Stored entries
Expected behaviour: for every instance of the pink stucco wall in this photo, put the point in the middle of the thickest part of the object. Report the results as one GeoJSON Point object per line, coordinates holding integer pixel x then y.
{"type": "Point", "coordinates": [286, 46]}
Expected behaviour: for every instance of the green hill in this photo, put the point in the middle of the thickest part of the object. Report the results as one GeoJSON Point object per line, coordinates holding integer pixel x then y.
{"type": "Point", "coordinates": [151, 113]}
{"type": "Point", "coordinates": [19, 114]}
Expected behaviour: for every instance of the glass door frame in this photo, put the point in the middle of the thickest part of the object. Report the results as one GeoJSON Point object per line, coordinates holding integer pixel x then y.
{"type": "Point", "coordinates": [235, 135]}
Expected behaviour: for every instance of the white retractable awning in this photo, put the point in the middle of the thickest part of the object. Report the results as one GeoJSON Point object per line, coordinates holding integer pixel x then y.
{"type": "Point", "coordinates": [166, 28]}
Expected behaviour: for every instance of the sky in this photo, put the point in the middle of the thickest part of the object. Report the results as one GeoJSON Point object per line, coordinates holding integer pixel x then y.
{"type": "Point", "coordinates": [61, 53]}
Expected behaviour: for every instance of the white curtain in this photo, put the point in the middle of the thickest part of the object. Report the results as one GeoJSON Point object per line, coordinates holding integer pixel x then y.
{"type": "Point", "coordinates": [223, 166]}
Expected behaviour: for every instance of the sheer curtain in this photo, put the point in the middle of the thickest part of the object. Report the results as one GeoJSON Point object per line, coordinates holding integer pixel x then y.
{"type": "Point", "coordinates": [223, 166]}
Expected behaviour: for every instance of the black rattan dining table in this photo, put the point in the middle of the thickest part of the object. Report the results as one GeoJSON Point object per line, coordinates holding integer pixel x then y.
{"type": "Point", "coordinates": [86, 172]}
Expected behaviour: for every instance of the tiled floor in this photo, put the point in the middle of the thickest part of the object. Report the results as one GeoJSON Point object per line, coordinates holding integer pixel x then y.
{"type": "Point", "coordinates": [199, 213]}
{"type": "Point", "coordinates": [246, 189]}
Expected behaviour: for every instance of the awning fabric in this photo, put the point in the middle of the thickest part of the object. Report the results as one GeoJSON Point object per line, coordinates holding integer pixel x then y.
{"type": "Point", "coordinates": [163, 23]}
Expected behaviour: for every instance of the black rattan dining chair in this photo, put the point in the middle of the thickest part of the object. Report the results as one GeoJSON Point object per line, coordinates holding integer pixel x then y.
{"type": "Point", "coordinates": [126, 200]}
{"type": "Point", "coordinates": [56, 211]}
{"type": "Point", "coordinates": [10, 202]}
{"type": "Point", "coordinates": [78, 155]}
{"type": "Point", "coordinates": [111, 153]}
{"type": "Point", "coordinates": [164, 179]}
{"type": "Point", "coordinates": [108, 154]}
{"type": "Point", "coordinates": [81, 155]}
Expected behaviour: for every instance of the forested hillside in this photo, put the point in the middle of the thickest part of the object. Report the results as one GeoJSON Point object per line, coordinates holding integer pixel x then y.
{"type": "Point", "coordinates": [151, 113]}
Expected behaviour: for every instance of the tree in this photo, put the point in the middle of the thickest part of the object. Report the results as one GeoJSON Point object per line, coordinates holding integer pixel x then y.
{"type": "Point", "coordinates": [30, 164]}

*EXERCISE PROMPT:* Each line above needs to be returned exactly as it is.

*REPLY:*
Expected behaviour: for every instance of the pink stucco wall in this photo, put the point in the middle of the thickest part of the object. Report the results as one GeoJSON Point object per line, coordinates holding integer pixel x then y.
{"type": "Point", "coordinates": [286, 46]}
Expected behaviour: for every instance of the green hill in this photo, put the point in the middle of the thickest part of the object. Report the results as one GeoJSON Point object per line, coordinates holding integer pixel x then y.
{"type": "Point", "coordinates": [151, 113]}
{"type": "Point", "coordinates": [19, 114]}
Expected behaviour: for every instance of the glass door frame in this photo, put the point in the middle of the thickest part of the object. Report the results as one GeoJSON Point object per line, coordinates holding integer pixel x then y.
{"type": "Point", "coordinates": [235, 135]}
Expected behaviour: for every instance of the white retractable awning in this photo, put the point in the middle of the thickest part of the object. Report the results as one GeoJSON Point object per line, coordinates holding integer pixel x then y.
{"type": "Point", "coordinates": [166, 28]}
Expected behaviour: for every instance of the sky in this photo, put the point in the middle of the thickest part of the object. Report the results as one GeoJSON Point object per line, coordinates holding integer pixel x then y.
{"type": "Point", "coordinates": [61, 53]}
Expected behaviour: for every instance of the white curtain in this photo, put the point in the middle of the thickest part of the object. Report the results as one GeoJSON Point object per line, coordinates holding integer pixel x then y.
{"type": "Point", "coordinates": [223, 166]}
Expected behaviour: for every instance of the sheer curtain in this photo, put the point in the middle of the thickest part of the object. Report the results as one GeoJSON Point object per line, coordinates holding integer pixel x then y.
{"type": "Point", "coordinates": [223, 166]}
Expected behaviour: for every instance of the black rattan dining table in this photo, put the point in the middle of the thickest part of the object. Report the results as one GeoJSON Point object per line, coordinates holding integer pixel x then y.
{"type": "Point", "coordinates": [86, 172]}
Expected behaviour: for every instance of the tiled floor in this photo, put the point in the middle of the thickest part of the object. Report the results as one GeoJSON Point object per line, coordinates holding integer pixel x then y.
{"type": "Point", "coordinates": [199, 213]}
{"type": "Point", "coordinates": [246, 189]}
Expected behaviour: for every instance of the awning fabric in this photo, put the point in the middle of the thickest part of the object. Report the results as one GeoJSON Point object per line, coordinates holding integer pixel x then y.
{"type": "Point", "coordinates": [163, 23]}
Expected behaviour: for every instance of the black rattan dining chair in this photo, put the point in the middle of the thickest part of the object. Report the results as one GeoJSON Point object per line, coordinates holding integer pixel x then y.
{"type": "Point", "coordinates": [126, 200]}
{"type": "Point", "coordinates": [56, 211]}
{"type": "Point", "coordinates": [10, 202]}
{"type": "Point", "coordinates": [78, 155]}
{"type": "Point", "coordinates": [111, 153]}
{"type": "Point", "coordinates": [164, 179]}
{"type": "Point", "coordinates": [108, 154]}
{"type": "Point", "coordinates": [81, 155]}
Expected behaviour: for every instance of the forested hillside in this photo, put the point in the middle of the thickest part of the object. Report the results as one GeoJSON Point object per line, coordinates holding integer pixel x then y.
{"type": "Point", "coordinates": [151, 113]}
Expected behaviour: for every instance of the tree in this photo, put the point in the middle of the thickest part of the object. Report the results as one GeoJSON Point object per line, coordinates holding integer pixel x then y.
{"type": "Point", "coordinates": [30, 164]}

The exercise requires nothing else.